» What to produce:
Taking the line that contains "One marker belongs on each instance of the wooden log" as the first, copy exactly every line through the last line of the records, and nothing else.

Stored data entries:

══════════════════════════════

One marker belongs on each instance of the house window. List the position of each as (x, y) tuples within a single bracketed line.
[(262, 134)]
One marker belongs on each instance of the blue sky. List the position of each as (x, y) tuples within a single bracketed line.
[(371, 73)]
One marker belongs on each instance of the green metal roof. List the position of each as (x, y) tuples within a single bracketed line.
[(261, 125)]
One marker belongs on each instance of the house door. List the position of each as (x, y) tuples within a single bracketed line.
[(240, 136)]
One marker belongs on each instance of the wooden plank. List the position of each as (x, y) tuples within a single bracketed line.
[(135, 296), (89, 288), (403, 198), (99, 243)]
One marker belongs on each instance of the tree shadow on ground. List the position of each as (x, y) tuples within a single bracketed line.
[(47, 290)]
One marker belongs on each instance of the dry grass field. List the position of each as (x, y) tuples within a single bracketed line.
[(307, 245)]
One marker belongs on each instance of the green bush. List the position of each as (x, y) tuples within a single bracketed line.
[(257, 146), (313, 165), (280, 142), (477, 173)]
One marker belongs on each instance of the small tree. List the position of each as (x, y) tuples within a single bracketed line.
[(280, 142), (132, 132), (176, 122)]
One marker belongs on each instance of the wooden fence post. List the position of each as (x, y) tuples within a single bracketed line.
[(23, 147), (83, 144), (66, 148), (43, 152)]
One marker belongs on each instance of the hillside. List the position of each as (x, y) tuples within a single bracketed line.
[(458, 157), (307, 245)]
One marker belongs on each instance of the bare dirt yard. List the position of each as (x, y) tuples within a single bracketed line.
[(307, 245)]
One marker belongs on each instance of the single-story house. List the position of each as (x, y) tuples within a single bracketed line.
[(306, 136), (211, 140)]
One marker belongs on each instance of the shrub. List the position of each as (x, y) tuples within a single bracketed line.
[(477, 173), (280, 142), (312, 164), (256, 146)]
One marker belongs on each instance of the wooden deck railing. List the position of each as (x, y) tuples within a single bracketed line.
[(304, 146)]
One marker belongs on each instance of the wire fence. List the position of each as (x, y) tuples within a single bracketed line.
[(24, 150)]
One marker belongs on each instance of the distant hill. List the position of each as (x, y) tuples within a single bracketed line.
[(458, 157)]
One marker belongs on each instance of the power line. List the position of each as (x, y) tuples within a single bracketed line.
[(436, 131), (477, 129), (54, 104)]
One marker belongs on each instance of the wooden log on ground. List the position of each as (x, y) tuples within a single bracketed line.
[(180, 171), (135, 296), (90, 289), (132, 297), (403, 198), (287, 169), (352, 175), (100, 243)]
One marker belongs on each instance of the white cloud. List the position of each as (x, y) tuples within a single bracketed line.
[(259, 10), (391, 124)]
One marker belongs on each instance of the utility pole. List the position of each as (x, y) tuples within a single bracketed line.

══════════════════════════════

» Reply to the exercise:
One marker belongs on each instance of the wooden log on ground. List the position of each as (x, y) tuples within a single bracketed line.
[(180, 171), (135, 296), (90, 289), (132, 297), (403, 198), (287, 169), (352, 175), (100, 243)]
One marker belongs on each instance of the white cloud. List the position of each as (x, y) tuples within a single bracketed line.
[(259, 10), (391, 124)]
One marker belongs on each instance of the utility pole. List the position of each as (x, y) tuples within a single bracketed line.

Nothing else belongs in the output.